_TEXTO DE ORIGEM_:
- - - -

Título: Coronel da PM garante que tentou evitar confronto
Autor: Roldão Arruda
Fonte: O Estado de São Paulo, 16/04/2006, Nacional, p. A10

Pantoja aguarda em liberdade recurso contra sua pena de 228 anos de prisão

BELÉM

Dez anos depois da morte de 19 sem-terra em Eldorado dos Carajás, o comandante da tropa da Polícia Militar enviada para conter o protesto na Curva do S, coronel Mário Colares Pantoja, ainda nega que tenha contribuído para o desfecho trágico do caso. Condenado a 228 anos de prisão e aguardando em liberdade o recurso que interpôs contra a sentença, ele quase não sai de seu apartamento e se queixa com freqüência das atitudes de seu ex-comandante-geral na PM, o coronel Fabiano Lopes. Segundo Pantoja, era o seu superior que deveria ter ido para o banco dos réus.

"Tudo poderia ter sido evitado, eu bem que tentei", diz Pantoja. "Falei para ele que só tínhamos armas pesadas, como fuzis e metralhadoras. Disse também que era necessário que fosse enviada a tropa de choque de Belém para a operação", alega em sua defesa.

O coronel disse que tentou intermediar uma negociação, informando a seus superiores em Belém que os sem-terra iriam desobstruir a Rodovia PA-150 caso lhes fossem cedidos 50 ônibus. Pretendiam ir à capital para promover manifestações pela desapropriação de fazendas apontadas como improdutivas na região de Eldorado.

- - - -

_REGISTROS FORNECIDOS_:
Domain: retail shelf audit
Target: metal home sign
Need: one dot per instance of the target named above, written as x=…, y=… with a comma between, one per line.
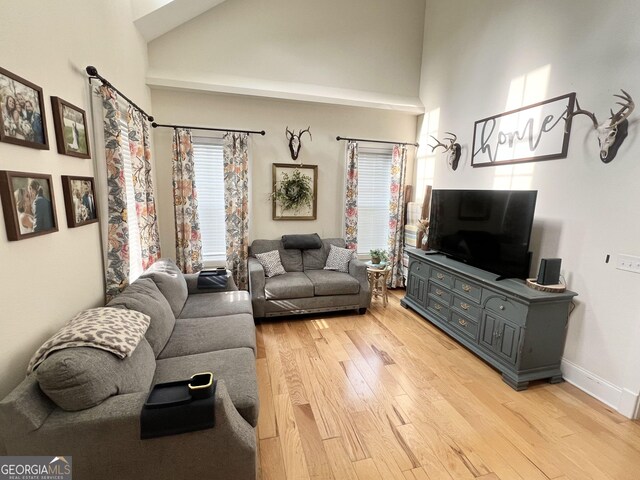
x=35, y=468
x=531, y=133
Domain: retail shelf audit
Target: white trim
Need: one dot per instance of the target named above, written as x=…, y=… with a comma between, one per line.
x=620, y=399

- - - -

_O QUE SE PEDE_: Por favor, reproduza integralmente e sem nenhuma alteração a reportagem sobre o coronel Pantoja que aparece acima.

_RESPOSTA REDIGIDA_:
Título: Coronel da PM garante que tentou evitar confronto
Autor: Roldão Arruda
Fonte: O Estado de São Paulo, 16/04/2006, Nacional, p. A10

Pantoja aguarda em liberdade recurso contra sua pena de 228 anos de prisão

BELÉM

Dez anos depois da morte de 19 sem-terra em Eldorado dos Carajás, o comandante da tropa da Polícia Militar enviada para conter o protesto na Curva do S, coronel Mário Colares Pantoja, ainda nega que tenha contribuído para o desfecho trágico do caso. Condenado a 228 anos de prisão e aguardando em liberdade o recurso que interpôs contra a sentença, ele quase não sai de seu apartamento e se queixa com freqüência das atitudes de seu ex-comandante-geral na PM, o coronel Fabiano Lopes. Segundo Pantoja, era o seu superior que deveria ter ido para o banco dos réus.

"Tudo poderia ter sido evitado, eu bem que tentei", diz Pantoja. "Falei para ele que só tínhamos armas pesadas, como fuzis e metralhadoras. Disse também que era necessário que fosse enviada a tropa de choque de Belém para a operação", alega em sua defesa.

O coronel disse que tentou intermediar uma negociação, informando a seus superiores em Belém que os sem-terra iriam desobstruir a Rodovia PA-150 caso lhes fossem cedidos 50 ônibus. Pretendiam ir à capital para promover manifestações pela desapropriação de fazendas apontadas como improdutivas na região de Eldorado.